Metin Bölümü —
▬▬▬

COVID-19 epidemisinin olumlu etkisi şudur: Toplum yaşlıların varlığını algıladı ve politikacılar yaşlılara kafa yormaya başladı. Olumsuz etkisi ise yaşlıların bu süreçte hasta ve kırılgan kişiler olarak algılanmasıdır. “Yaşlıları koruma ve kollama” amacıyla alelacele uygulamaya konulan ve genellikle de “önlem” kavramıyla süslenen girişimler, ne korona salgının etkisini azaltmıştır ne de yaşlılar bu süreçte kendini koruma ve kollama altında hissetmiştir. Bu epideminin etkisi, diğerleri gibi geçicidir, ama yaşlılık ve yaşlılığın etkisi kalıcıdır.
İnsanlık tarihinde ilk defa sağlığı koruma ve yeniden kazanma olanağı sadece orta yaşlı ve daha ileri yaşam dönemindeki elitlerle sınırlı değildir. Binlerce yıl elitlerin sahip olduğu bu imkân nedeniyle, yaşlılık genellikle elitlerin erişebildiği bir yaşam dönemi olarak kalmıştır. Kim yoksulsa, o erken ölüyordu. Her ne kadar kısmen bugün de böyle olsa da, günümüzde toplumun geniş bir kesiminin, sağlık konusunda koruyucu ve destekleyici hizmetlere sahip olduğu inkâr edilmez.
Türkiye’de en hızlı 80 ve üzeri yaştaki kişilerin nüfusta çoğalması, insanlık tarihinde bu yeni gelişmelerin beklenen veya beklenmesi gereken bir sonucudur. Bugünkü toplumumuzda, birçok yaşlı kuşak bir arada yaşamaktadır. Yaşı 60 ve üzeri dediğimiz nüfus heterojen özelliği ile dikkat çekmektedir. Sağlık artık kültür, eğitim ve sosyal politikanın temel konusu haline gelmiştir.

▬▬▬

Sağlanan Veriler —
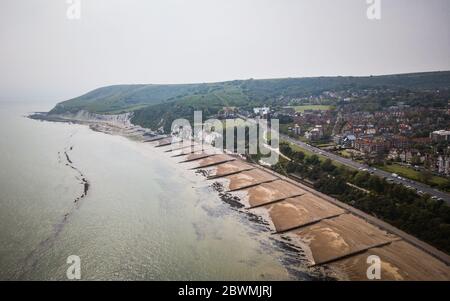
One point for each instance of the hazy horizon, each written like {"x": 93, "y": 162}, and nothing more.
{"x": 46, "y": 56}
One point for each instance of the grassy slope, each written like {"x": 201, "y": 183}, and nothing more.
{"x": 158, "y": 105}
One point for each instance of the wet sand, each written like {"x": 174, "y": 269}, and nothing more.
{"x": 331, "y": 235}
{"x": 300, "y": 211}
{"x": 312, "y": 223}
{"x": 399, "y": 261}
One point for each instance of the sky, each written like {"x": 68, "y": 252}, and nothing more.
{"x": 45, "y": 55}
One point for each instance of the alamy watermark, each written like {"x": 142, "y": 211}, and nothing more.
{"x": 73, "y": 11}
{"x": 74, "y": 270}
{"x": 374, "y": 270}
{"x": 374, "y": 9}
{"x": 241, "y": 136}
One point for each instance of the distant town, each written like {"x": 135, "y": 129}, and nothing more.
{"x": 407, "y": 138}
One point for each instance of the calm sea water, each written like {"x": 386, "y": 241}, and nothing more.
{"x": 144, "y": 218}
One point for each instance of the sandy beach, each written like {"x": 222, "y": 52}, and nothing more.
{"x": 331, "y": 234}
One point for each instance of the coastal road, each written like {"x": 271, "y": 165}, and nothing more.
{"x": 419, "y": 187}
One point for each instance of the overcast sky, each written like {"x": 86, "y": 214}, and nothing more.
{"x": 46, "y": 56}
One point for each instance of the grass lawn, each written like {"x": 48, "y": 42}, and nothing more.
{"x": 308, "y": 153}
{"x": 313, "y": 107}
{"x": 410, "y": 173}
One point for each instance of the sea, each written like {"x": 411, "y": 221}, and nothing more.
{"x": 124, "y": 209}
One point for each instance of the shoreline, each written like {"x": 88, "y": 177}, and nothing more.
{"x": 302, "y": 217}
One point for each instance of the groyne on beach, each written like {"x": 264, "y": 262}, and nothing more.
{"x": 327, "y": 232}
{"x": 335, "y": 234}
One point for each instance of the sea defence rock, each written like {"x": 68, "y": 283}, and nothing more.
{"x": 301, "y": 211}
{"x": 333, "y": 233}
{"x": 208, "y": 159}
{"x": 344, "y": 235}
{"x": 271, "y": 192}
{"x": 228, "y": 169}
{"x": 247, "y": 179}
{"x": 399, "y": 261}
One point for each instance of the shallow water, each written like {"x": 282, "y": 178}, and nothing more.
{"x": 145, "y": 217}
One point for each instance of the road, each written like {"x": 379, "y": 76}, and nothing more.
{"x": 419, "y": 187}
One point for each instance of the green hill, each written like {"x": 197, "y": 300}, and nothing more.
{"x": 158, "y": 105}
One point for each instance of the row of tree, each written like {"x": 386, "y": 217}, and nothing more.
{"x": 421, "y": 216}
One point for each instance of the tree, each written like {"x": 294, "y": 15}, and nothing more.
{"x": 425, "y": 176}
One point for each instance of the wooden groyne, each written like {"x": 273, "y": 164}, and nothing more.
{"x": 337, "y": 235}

▬▬▬

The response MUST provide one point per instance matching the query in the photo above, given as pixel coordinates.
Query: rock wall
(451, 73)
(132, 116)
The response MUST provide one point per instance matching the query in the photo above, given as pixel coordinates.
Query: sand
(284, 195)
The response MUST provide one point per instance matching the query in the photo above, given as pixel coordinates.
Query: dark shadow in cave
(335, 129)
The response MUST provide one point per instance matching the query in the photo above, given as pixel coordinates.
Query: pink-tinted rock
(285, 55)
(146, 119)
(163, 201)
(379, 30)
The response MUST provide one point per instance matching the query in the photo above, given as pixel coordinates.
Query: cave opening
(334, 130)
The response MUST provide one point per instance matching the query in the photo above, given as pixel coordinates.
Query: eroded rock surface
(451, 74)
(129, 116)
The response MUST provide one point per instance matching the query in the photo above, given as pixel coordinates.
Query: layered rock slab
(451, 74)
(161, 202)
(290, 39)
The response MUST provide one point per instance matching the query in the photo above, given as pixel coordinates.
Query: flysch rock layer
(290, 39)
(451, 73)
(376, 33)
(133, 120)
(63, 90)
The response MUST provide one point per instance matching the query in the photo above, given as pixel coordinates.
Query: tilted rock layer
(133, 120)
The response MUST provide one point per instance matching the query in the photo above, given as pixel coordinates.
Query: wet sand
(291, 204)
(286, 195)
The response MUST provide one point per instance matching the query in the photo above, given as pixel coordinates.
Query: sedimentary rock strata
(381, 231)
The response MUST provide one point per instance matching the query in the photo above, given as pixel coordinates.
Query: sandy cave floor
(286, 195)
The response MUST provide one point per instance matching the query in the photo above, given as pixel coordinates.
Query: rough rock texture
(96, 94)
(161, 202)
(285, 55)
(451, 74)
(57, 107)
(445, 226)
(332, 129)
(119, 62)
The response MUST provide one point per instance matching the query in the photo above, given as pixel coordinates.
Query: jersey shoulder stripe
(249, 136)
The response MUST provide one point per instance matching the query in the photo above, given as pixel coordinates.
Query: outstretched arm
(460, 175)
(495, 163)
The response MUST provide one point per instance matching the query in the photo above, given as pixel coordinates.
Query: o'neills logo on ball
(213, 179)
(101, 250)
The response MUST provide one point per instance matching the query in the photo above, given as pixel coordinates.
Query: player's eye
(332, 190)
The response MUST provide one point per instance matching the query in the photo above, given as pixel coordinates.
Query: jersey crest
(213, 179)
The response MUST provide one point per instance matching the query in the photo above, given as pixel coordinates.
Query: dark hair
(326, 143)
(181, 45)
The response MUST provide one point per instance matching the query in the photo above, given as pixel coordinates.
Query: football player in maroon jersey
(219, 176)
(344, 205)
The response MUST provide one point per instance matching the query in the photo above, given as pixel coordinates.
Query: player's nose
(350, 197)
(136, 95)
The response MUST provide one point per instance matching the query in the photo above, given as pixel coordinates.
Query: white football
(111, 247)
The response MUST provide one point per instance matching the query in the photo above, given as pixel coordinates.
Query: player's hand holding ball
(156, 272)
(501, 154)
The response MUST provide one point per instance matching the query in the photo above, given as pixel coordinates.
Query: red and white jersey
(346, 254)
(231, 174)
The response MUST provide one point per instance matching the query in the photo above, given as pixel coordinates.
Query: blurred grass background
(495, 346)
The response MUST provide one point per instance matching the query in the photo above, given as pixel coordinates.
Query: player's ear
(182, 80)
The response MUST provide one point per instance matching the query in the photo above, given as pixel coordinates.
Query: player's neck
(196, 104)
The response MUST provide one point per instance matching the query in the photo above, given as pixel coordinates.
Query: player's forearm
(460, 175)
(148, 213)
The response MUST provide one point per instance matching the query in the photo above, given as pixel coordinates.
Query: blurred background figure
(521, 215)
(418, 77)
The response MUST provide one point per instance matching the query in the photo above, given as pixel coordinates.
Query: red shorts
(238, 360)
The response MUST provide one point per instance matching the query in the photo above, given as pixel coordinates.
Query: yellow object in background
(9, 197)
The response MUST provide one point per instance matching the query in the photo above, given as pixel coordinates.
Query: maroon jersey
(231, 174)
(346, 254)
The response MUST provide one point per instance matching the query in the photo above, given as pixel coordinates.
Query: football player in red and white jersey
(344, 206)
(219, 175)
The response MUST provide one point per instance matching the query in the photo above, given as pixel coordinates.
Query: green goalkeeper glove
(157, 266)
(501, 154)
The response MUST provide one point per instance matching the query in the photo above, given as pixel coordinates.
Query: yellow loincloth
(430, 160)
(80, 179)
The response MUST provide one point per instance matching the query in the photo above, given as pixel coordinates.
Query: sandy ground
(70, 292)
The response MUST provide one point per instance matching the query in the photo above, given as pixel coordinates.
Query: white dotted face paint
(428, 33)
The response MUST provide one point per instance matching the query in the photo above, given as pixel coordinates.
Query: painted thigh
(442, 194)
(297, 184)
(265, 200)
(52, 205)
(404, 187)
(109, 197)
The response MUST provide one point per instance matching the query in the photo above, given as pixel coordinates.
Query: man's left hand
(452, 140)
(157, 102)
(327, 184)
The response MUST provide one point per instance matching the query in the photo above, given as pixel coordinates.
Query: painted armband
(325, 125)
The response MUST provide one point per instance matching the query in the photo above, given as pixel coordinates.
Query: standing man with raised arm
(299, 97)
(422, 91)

▬▬▬

Soru —
Yaşlılık konusundaki metne göre şu soruları yanıtlayın:
1. Metne göre COVID-19 epidemisinin olumsuz etkisi nedir?
2. Binlerce yıl boyunca yaşlılık genellikle kimlerin erişebildiği bir yaşam dönemi olarak kalmıştır?
3. Türkiye'de nüfusta en hızlı çoğalan yaş grubu hangisidir?
Öğelerin bu metinle hiçbir bağlantısı yoktur.

Sorunun Çözümü —
1. Yaşlıların bu süreçte hasta ve kırılgan kişiler olarak algılanmasıdır.
2. Elitlerin.
3. 80 ve üzeri yaştaki kişiler.